OBJECTIVE
Please rewrite the rows below with "challenge" swapped for "exercise" and everything else left as it is. Leave the pictures out of your answer.

RECORDS PROVIDED
★ ★ ★

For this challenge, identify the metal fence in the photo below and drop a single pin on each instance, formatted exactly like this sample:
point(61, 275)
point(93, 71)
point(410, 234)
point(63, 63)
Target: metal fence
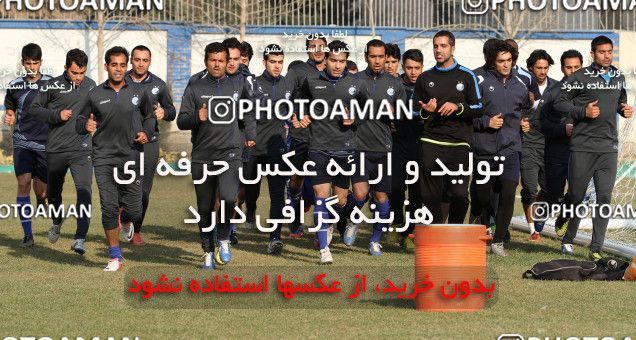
point(415, 14)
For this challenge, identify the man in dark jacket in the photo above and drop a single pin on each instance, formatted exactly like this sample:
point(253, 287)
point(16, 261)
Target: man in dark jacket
point(59, 104)
point(593, 95)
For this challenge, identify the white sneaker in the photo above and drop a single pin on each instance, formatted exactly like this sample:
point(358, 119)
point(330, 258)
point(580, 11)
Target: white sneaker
point(54, 232)
point(113, 265)
point(127, 231)
point(325, 256)
point(567, 249)
point(78, 246)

★ ★ ★

RESULT OF THE EXERCISE
For this exercise, identify the metal fence in the photo below and drop a single pin on each instance, formatted exactly like this sample:
point(61, 275)
point(93, 71)
point(410, 234)
point(63, 63)
Target: metal fence
point(415, 14)
For this exercise, identify the man in dark jacket in the photo above and drop a single pin on each instance, formatted exactly like this sample:
point(253, 287)
point(16, 261)
Target: man in dark jacket
point(59, 104)
point(593, 95)
For this exercise, identify the white sneaker in the photo above and drop a single pin on each instance, formatted exactly like this sample:
point(358, 119)
point(330, 258)
point(580, 11)
Target: white sneaker
point(54, 232)
point(113, 265)
point(127, 231)
point(325, 256)
point(567, 249)
point(78, 246)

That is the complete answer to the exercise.